▸ Supplied passage:
The grass-court swing, coming upon us so quickly after two solid months of clay, makes tennis feel as if it has changed into a different sport in the course of a week. No, players don’t serve and volley much on it anymore, but rallies are shorter, serves are bigger, breaks are harder to come by, and a good long slide is less likely to help you win a point than it is to put you on your backside (or, in Jo-Wilfried Tsonga's case at right, your frontside). Plus, we've gone from baguettes to horseradish and white bread. What alternative universe have we landed in?
It seems like much of the ATP isn’t sure either. Rafael Nadal joined Andy Murray, Jo-Wilfried Tsonga and just about every other seed in Queen's by going out early at Halle today. If the recent past is any indication, though, the top guys will find their bearings quickly—Federer, Nadal, Djokovic, and Murray have dominated Wimbledon the same way they’ve dominated everywhere else.
Spring has its buds, fall has its yellow leaves, winter has its snow: Just like them, the grass season has its own telltale signs of arrival. Here are a few things you’re sure to see over the next month or so.

▸ Data lines:
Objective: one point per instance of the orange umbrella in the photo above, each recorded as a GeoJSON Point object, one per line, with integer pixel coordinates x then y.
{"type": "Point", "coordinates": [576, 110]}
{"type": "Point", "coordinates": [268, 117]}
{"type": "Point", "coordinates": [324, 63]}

▸ Exercise directions: In the piece on tennis's grass-court swing, who went out early at Halle?

▸ Complete output: Rafael Nadal